* _EXCERPT PROVIDED_:
*** Begin section ***

The within-subject coefficient of variation and intra-class correlation coefficient are commonly used to assess the reliability or reproducibility of interval-scale measurements. Comparison of reproducibility or reliability of measurement devices or methods on the same set of subjects comes down to comparison of dependent reliability or reproducibility parameters.
In this paper, we develop several procedures for testing the equality of two dependent within-subject coefficients of variation computed from the same sample of subjects, which is, to the best of our knowledge, has not yet been dealt with in the statistical literature. The Wald test, the likelihood ratio, and the score tests are developed. A simple regression procedure based on results due to Pitman and Morgan is constructed. Furthermore we evaluate the statistical properties of these methods via extensive Monte Carlo simulations. The methodologies are illustrated on two data sets; the first are the microarray gene expressions measured by two plat- forms; the Affymetrix and the Amersham. Because microarray experiments produce expressions for a large number of genes, one would expect that the statistical tests to be asymptotically equivalent. To explore the behaviour of the tests in small or moderate sample sizes, we illustrated the methodologies on data from computer-aided tomographic scans of 50 patients.
It is shown that the relatively simple Wald’s test (WT) is as powerful as the likelihood ratio test (LRT) and that both have consistently greater power than the score test. The regression test holds its empirical levels, and in some occasions is as powerful as the WT and the LRT.
A comparison between the reproducibility of two measuring instruments using the same set of subjects leads naturally to a comparison of two correlated indices. The presented methodology overcomes the difficulty noted by data analysts that dependence between datasets would confound any inferences one could make about the differences in measures of reliability and reproducibility. The statistical tests presented in this paper have good properties in terms of statistical power.

*** End section ***

* _YOUR OBJECTIVE_:
Answer these from the passage on reliability testing:
1. Which two platforms measured the microarray gene expressions?
2. How many patients had computer-aided tomographic scans in the second data set?
3. Which test had consistently less power than both the Wald test and the likelihood ratio test?
The data that follow have no connection to the passage above.

Data excerpts:
*** Begin section ***

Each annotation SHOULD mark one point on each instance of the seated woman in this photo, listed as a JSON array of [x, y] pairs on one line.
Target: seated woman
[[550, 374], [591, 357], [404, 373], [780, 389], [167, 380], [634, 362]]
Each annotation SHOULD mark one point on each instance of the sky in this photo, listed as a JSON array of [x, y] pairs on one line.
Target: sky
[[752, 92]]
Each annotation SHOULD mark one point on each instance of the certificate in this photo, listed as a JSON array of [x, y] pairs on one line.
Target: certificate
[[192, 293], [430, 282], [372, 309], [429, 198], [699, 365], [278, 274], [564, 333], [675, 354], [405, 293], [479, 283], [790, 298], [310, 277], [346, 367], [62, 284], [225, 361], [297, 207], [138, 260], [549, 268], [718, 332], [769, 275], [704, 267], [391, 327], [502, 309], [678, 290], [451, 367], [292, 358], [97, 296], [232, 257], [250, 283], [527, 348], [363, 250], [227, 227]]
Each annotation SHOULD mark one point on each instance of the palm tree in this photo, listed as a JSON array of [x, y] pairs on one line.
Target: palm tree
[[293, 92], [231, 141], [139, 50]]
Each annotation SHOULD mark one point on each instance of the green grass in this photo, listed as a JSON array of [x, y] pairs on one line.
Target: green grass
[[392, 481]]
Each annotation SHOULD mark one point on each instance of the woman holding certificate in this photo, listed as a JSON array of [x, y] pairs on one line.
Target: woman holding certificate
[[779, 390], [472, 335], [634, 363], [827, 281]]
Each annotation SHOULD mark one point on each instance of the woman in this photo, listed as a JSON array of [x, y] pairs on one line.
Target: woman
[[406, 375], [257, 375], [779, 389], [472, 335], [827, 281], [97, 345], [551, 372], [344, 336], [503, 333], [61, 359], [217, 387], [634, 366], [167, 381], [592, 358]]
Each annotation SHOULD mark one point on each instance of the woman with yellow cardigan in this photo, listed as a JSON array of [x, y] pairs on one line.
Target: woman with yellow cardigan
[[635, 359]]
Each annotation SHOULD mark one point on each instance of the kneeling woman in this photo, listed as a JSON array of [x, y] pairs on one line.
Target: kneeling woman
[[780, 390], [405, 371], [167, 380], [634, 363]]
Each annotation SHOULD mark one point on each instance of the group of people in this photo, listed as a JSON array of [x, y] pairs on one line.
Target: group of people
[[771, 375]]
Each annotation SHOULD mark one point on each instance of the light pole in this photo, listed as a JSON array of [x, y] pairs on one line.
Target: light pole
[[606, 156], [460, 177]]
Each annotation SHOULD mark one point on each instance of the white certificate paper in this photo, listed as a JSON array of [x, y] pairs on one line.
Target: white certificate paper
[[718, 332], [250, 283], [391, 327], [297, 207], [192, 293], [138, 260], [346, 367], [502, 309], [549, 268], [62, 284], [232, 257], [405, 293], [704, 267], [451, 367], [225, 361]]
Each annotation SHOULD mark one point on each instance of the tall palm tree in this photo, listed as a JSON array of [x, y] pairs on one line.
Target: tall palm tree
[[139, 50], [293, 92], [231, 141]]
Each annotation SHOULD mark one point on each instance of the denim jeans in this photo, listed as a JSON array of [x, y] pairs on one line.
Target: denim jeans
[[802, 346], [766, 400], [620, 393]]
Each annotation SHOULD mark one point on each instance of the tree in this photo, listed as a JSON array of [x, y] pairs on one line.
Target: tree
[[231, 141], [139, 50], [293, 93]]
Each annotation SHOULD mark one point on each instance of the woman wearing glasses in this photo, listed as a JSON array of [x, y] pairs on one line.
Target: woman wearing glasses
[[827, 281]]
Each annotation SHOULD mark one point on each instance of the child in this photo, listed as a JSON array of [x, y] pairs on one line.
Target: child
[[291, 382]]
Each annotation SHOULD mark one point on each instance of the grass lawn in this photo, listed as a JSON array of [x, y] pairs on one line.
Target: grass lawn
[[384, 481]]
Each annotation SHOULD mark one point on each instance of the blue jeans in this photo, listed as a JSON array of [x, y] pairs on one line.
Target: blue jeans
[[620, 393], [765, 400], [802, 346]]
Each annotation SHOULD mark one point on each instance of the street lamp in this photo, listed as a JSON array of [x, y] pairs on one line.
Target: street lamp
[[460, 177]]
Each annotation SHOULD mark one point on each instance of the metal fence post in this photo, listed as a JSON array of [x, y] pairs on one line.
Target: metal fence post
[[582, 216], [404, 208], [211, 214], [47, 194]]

*** End section ***

* _EXPECTED OUTPUT_:
1. The Affymetrix and the Amersham
2. 50
3. The score test